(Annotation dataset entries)

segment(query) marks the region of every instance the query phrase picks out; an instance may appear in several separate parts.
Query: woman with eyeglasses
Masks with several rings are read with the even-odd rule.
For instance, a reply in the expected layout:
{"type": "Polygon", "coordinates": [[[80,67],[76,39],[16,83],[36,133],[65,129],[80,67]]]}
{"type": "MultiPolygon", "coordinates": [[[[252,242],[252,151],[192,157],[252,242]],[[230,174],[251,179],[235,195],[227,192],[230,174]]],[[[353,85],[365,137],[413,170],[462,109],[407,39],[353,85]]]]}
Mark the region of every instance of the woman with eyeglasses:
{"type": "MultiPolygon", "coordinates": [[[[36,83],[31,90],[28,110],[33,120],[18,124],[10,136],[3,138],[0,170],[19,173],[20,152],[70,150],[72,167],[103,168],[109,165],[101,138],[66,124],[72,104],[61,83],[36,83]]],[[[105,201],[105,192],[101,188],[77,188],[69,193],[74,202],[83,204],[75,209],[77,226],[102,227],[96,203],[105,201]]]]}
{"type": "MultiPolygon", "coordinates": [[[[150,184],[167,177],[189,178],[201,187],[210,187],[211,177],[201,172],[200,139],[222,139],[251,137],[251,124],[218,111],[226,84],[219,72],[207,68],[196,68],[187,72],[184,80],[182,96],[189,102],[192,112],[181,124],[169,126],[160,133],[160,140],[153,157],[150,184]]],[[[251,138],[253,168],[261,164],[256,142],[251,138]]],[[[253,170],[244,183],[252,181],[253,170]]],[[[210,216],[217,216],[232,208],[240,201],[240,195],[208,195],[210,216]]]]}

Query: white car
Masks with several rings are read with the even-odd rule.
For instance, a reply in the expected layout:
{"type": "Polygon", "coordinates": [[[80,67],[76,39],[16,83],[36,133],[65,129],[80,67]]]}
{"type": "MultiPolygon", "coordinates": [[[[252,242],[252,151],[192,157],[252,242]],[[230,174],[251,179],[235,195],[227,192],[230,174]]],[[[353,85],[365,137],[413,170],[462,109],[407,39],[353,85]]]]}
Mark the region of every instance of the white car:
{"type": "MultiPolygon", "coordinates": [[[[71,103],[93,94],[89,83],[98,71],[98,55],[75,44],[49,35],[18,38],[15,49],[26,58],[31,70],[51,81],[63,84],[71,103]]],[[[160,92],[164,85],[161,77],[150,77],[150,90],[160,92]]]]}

--

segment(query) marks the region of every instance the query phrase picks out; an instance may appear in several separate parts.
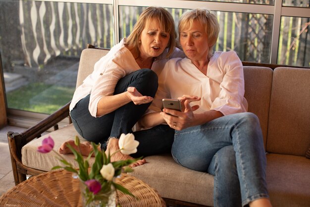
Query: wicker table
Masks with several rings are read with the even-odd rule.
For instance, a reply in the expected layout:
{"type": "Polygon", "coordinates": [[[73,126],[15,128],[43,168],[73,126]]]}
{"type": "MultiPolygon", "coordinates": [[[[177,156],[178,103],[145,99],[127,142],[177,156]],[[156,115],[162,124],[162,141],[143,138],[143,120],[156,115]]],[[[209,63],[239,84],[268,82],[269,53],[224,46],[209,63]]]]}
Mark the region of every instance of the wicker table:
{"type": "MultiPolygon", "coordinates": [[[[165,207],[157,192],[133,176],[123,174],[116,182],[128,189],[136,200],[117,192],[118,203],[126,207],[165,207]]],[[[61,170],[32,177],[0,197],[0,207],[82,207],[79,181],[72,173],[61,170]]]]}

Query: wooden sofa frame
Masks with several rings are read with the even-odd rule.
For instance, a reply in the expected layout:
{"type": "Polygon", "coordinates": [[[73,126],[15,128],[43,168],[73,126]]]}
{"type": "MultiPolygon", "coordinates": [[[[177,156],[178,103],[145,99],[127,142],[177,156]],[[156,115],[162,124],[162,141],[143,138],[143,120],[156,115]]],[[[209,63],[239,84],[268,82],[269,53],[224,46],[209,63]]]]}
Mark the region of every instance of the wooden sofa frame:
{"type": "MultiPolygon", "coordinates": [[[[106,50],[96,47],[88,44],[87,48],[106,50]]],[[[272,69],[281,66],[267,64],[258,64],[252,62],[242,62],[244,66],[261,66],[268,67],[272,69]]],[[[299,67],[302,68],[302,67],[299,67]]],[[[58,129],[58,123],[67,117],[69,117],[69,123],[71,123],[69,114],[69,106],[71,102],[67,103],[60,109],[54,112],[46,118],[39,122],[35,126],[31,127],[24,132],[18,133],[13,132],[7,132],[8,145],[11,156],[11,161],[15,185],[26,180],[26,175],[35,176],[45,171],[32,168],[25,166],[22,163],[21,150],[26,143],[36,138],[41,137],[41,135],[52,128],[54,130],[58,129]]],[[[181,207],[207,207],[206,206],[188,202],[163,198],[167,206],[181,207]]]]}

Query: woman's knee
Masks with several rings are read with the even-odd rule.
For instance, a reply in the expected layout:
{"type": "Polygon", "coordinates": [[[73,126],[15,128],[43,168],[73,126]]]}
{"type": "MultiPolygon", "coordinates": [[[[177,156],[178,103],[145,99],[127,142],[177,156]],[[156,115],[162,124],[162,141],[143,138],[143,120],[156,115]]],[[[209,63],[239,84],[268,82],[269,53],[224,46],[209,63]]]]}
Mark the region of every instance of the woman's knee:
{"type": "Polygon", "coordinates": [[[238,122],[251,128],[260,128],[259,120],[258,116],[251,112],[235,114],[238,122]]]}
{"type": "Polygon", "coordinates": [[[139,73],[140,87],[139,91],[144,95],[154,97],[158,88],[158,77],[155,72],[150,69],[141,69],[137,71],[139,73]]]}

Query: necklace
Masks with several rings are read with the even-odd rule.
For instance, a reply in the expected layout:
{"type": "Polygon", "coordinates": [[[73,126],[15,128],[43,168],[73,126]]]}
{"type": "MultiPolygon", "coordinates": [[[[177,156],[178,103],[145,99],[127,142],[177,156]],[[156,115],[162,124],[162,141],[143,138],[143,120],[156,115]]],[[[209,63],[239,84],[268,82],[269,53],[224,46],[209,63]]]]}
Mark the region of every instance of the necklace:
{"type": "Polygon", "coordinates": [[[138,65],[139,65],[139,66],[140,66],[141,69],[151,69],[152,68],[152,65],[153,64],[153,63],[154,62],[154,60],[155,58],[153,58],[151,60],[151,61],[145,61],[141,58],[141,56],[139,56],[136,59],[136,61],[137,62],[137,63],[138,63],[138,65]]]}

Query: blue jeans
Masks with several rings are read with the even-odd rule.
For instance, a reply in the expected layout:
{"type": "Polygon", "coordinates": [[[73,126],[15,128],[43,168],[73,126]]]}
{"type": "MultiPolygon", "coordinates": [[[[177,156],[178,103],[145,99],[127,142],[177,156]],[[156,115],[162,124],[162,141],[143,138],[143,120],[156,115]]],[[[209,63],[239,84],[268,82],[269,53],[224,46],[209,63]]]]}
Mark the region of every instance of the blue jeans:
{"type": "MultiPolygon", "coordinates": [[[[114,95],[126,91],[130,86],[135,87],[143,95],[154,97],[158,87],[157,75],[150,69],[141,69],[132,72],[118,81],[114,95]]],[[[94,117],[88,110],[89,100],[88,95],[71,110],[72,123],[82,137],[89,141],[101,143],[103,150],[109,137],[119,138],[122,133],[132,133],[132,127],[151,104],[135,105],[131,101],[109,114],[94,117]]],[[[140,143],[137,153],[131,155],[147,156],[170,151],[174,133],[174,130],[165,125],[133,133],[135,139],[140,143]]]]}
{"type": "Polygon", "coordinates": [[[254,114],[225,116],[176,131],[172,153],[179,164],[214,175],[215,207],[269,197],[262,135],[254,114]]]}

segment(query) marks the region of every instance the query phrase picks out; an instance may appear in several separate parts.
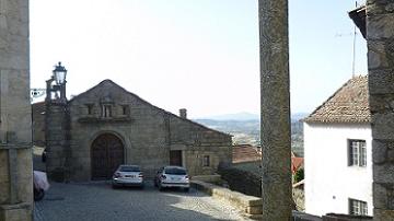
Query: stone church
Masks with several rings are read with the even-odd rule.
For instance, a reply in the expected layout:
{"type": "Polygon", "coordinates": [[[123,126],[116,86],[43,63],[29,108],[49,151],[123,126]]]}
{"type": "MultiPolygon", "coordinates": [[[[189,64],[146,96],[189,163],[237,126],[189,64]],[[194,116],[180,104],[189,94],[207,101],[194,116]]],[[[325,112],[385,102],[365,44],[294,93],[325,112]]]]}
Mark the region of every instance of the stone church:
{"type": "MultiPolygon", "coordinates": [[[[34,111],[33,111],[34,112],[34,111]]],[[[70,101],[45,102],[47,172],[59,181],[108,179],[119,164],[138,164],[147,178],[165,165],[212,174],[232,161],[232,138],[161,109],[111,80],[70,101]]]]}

--

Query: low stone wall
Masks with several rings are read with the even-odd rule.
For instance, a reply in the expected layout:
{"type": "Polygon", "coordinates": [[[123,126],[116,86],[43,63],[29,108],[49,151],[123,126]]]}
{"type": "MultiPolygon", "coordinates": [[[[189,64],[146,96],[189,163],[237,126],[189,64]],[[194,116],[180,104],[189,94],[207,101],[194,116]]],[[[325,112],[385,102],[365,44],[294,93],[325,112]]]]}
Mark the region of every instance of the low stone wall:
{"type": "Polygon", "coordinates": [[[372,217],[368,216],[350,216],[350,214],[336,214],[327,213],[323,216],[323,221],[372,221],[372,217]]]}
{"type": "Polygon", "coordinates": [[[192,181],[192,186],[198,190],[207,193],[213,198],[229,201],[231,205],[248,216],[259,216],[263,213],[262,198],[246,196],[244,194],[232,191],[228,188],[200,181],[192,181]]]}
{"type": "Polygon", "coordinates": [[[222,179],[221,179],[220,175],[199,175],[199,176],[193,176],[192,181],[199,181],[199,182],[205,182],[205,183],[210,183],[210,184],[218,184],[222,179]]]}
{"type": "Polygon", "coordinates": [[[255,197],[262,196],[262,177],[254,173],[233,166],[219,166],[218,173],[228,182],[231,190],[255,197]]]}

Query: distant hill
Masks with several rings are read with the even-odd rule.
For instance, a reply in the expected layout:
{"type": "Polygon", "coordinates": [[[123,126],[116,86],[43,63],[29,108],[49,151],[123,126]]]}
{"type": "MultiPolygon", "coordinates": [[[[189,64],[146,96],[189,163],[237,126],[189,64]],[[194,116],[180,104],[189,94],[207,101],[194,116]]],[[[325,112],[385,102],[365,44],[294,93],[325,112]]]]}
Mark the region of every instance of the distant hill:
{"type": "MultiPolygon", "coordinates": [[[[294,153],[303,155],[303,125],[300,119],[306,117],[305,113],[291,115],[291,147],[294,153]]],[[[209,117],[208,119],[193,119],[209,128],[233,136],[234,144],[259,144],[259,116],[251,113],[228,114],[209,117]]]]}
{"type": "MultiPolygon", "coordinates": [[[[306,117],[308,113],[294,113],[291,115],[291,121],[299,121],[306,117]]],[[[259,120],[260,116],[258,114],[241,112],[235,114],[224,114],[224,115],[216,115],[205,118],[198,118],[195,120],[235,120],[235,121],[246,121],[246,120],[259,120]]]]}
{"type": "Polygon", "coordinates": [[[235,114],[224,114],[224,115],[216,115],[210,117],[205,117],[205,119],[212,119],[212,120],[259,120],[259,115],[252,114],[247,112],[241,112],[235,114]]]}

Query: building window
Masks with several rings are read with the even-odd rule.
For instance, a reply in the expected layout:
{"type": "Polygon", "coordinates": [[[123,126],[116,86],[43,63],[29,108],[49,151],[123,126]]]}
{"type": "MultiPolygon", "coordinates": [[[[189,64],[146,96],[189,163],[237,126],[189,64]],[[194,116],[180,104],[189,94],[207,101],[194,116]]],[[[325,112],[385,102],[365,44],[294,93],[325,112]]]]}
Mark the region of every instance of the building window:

* Instructions for the task:
Please print the records again unchanged, beginning at the line containing "Query: building window" and continuing through the line containing "Mark the region of every instance of the building". Include both of those lines.

* Output:
Query: building window
Masks with several rings are read with the even-odd rule.
For instance, a reply in the expected layout:
{"type": "Polygon", "coordinates": [[[123,126],[116,86],[43,63],[29,108],[49,151],[123,126]]]}
{"type": "MultiPolygon", "coordinates": [[[[189,64],[146,96],[189,163],[237,126],[189,64]],[[194,116],[180,104],[189,94],[207,101],[194,116]]],[[[325,112],[385,102],[365,44],[294,93],[325,112]]]]}
Mark the region of every instance of the building window:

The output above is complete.